> [SET PROBLEM]: Reproduce the lines of the records below, beginning with the line that contains "Objective — one point per instance of the tall" and continuing through the line that contains "Target: tall pine tree". Omit the pictures from the answer.

> [TASK INPUTS]:

::::

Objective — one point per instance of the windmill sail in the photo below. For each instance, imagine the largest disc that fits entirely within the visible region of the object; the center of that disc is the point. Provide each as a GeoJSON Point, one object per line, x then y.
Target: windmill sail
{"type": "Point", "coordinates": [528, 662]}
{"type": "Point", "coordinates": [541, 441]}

::::

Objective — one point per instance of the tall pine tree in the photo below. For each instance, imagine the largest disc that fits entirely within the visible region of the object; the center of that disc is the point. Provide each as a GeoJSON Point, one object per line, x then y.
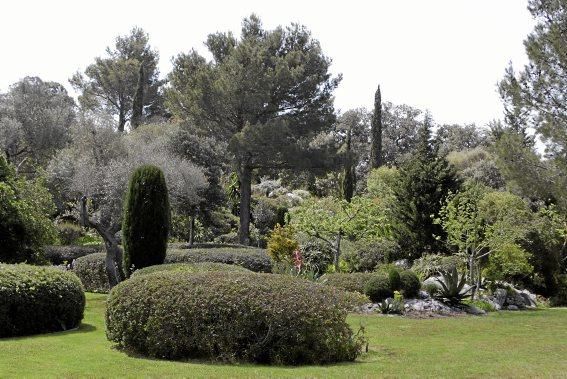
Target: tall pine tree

::::

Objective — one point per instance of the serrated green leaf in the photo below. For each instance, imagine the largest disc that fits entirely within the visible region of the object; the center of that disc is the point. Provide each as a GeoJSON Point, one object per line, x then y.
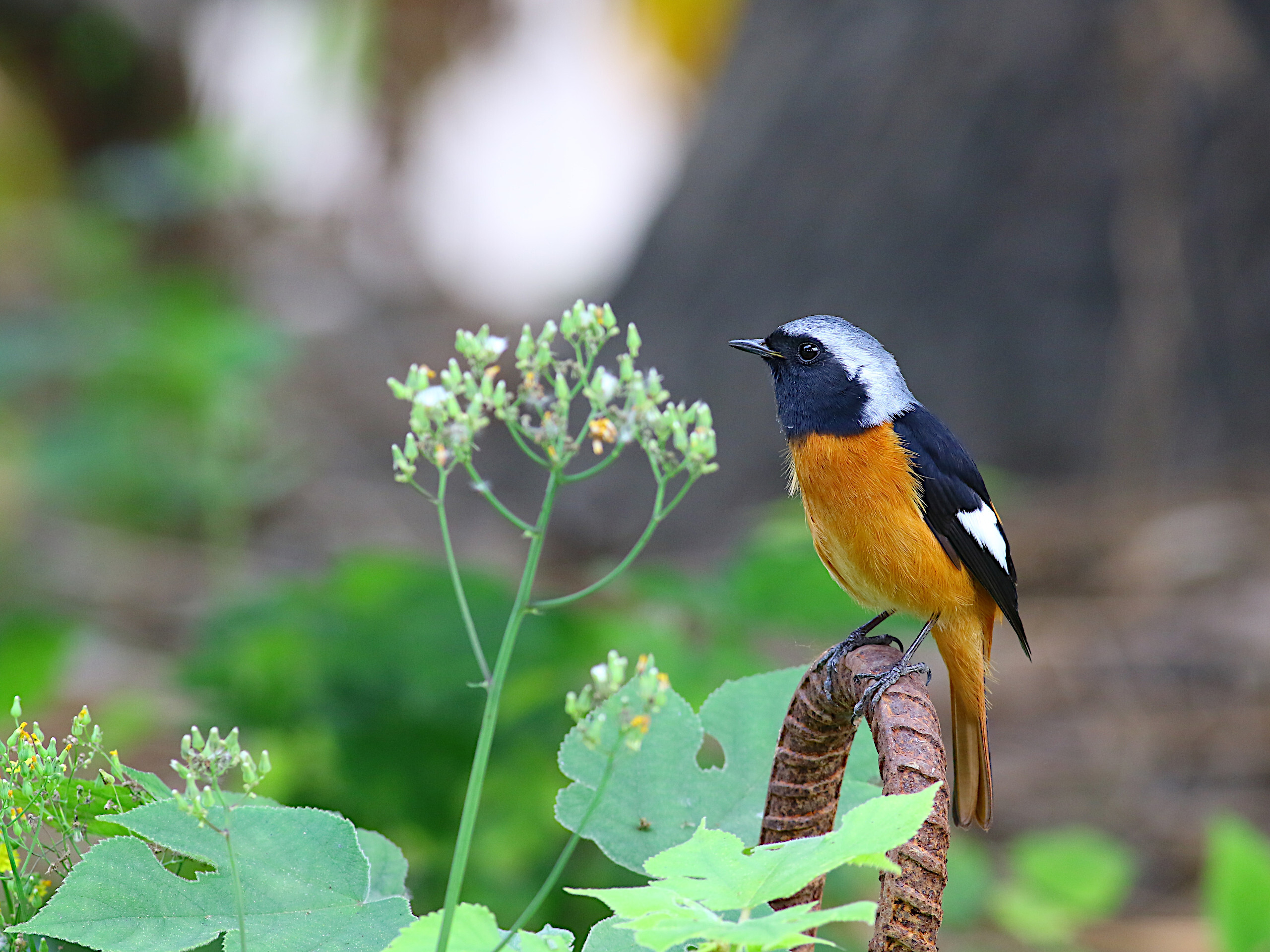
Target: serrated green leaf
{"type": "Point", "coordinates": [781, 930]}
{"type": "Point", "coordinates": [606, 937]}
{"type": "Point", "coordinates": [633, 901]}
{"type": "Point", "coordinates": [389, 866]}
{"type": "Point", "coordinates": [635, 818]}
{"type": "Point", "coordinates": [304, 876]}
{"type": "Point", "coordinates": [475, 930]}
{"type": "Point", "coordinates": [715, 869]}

::::

> [FINISHED TASK]:
Objective — one point per instance of the tall pine tree in the photo below. For each instance, imagine the largest disc that fits entirely within the visible region of the object; the center of that disc is the point. Provide each as a GeoJSON Point, one object per line, x then y.
Target: tall pine tree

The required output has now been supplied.